§ **Data to process**
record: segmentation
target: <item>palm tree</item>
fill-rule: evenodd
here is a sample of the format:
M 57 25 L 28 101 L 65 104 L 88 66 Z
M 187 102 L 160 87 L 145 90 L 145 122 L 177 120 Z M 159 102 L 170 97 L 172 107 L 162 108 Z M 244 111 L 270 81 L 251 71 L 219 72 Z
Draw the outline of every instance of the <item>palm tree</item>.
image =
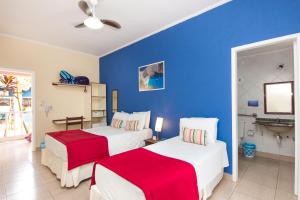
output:
M 22 93 L 22 90 L 21 92 L 18 91 L 18 81 L 16 80 L 16 77 L 12 75 L 3 75 L 2 77 L 0 76 L 0 83 L 0 91 L 10 91 L 12 95 L 17 99 L 22 124 L 25 129 L 26 135 L 28 135 L 28 128 L 23 120 L 22 106 L 20 102 L 20 93 Z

§ **Exercise requirements**
Go to the line containing "Draw the outline", then write out word for word every line from there to the end of the listing. Keep both end lines and drop the pictures.

§ **Task response**
Draw the outline of every instance of the <item>palm tree</item>.
image =
output:
M 22 93 L 22 90 L 21 92 L 18 91 L 18 81 L 16 80 L 16 77 L 12 75 L 3 75 L 2 77 L 0 76 L 0 83 L 0 91 L 10 91 L 12 95 L 17 99 L 22 124 L 25 129 L 26 135 L 28 135 L 28 128 L 23 120 L 22 106 L 20 102 L 20 93 Z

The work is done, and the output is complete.